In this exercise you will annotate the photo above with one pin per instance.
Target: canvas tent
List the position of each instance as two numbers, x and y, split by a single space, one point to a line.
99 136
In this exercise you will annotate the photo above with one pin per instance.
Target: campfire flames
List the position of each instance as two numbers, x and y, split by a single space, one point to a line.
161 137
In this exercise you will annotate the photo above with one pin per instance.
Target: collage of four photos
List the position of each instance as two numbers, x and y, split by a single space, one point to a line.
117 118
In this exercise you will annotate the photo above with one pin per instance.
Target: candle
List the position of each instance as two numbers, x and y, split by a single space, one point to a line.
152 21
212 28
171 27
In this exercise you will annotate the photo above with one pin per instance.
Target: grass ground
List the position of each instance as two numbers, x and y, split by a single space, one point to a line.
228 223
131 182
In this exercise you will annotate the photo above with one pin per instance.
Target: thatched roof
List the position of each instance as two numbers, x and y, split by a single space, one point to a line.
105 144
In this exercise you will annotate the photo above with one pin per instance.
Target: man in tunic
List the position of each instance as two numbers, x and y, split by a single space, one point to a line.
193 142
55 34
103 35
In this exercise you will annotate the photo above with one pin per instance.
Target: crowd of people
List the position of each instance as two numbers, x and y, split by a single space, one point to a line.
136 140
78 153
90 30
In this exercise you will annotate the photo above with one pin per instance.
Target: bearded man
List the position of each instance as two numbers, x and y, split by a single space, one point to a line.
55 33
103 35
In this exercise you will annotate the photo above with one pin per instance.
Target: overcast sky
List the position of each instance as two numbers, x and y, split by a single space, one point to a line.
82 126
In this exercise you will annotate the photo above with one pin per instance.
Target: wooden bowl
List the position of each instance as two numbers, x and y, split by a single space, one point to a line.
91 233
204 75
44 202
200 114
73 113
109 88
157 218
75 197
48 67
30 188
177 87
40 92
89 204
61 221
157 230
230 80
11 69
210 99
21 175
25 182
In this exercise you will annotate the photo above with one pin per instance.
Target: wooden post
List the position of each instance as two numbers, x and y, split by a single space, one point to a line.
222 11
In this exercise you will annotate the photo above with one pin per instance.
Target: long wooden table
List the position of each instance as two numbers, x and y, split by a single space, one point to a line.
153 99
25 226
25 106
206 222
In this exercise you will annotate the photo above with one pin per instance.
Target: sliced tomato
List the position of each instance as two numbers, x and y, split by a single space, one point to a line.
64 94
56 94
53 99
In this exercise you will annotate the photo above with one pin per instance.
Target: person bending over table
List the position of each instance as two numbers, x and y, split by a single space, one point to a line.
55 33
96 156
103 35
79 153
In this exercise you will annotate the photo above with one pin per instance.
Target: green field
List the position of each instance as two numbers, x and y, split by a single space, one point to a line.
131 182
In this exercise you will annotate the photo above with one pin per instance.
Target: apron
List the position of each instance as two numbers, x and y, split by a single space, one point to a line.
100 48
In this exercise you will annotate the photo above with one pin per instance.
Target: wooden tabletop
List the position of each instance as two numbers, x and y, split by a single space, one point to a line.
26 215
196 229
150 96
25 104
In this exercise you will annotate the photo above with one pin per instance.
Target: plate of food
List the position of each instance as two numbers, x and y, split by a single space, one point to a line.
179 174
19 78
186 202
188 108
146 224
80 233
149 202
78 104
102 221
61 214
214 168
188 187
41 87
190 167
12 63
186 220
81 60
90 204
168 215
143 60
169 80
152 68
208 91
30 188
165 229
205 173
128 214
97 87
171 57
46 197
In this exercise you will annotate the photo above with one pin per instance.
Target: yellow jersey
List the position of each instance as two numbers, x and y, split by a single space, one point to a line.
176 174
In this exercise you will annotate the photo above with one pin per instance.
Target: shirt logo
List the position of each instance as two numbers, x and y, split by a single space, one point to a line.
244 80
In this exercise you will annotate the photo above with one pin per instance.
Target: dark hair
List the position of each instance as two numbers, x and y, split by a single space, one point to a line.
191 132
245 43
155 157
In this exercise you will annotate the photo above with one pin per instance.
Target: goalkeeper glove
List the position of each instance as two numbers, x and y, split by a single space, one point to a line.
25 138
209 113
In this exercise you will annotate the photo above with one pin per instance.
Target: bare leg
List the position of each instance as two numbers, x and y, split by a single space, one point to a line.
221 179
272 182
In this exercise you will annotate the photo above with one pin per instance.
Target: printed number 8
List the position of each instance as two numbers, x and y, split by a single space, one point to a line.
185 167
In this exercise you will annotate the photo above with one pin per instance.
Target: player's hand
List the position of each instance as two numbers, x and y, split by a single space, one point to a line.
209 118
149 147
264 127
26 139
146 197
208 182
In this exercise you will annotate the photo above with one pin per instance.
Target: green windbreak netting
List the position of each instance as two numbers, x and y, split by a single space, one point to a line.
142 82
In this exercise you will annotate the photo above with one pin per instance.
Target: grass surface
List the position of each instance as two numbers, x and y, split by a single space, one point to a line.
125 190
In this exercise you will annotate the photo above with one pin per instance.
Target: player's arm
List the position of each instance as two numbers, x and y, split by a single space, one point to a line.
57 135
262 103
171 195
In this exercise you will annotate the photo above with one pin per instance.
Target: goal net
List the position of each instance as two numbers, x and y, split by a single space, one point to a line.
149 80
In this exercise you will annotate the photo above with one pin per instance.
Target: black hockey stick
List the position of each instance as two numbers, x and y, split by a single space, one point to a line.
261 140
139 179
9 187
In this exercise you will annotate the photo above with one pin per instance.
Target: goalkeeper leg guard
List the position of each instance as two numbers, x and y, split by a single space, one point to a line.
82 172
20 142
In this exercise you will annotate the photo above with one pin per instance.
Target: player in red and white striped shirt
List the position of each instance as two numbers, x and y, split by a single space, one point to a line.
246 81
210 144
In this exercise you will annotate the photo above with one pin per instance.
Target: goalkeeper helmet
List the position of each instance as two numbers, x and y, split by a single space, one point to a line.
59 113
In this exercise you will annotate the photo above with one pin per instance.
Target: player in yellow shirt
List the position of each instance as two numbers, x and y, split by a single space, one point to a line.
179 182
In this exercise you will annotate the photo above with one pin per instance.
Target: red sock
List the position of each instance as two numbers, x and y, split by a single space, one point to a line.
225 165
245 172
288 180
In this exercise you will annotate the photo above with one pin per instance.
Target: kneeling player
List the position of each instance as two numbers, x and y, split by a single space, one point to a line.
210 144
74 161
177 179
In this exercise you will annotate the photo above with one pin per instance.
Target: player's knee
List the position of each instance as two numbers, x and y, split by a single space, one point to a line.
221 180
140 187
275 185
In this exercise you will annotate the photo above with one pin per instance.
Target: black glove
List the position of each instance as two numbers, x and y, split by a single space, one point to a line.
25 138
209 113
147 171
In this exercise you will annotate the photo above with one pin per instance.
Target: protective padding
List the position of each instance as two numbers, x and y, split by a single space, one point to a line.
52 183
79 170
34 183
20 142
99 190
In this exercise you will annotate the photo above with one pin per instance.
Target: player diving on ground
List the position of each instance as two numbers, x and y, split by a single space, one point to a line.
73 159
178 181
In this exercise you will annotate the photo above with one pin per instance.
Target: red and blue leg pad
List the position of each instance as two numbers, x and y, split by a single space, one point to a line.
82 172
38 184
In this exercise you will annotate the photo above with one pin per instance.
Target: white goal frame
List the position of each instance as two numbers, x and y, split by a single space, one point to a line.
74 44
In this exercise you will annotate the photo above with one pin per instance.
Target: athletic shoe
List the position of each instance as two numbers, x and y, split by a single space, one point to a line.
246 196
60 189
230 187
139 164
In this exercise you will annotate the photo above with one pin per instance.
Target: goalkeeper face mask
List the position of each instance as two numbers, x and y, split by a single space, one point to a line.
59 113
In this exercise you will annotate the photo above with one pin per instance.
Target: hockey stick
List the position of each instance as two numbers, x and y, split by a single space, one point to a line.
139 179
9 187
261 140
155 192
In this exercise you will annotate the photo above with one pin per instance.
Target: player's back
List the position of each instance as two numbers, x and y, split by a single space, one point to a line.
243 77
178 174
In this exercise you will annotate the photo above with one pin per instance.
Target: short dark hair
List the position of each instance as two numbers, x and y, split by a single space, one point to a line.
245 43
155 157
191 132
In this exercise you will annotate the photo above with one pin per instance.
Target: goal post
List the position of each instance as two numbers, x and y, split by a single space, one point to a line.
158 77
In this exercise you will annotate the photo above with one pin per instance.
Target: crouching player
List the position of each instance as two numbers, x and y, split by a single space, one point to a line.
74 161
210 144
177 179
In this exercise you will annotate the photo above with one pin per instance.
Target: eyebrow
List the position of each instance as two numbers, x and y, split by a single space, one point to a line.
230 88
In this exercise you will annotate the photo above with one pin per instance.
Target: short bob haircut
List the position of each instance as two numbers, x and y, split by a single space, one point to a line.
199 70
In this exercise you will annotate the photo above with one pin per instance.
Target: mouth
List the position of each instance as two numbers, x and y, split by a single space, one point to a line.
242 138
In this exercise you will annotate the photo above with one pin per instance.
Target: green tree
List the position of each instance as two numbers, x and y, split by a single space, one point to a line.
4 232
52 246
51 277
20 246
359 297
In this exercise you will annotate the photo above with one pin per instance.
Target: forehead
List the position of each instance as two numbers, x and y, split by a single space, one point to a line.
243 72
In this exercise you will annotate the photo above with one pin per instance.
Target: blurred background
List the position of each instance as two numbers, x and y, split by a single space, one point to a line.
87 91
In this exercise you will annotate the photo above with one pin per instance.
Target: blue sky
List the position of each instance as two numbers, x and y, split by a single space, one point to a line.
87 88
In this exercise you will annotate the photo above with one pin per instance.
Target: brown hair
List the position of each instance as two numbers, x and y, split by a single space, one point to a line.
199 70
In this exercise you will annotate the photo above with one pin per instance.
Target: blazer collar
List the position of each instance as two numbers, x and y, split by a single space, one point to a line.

**What the exercise asks**
Please go through the items above and copy every line that contains the word "hockey", matching its case exactly.

**Written reply**
Target: black hockey stick
Target: hockey stick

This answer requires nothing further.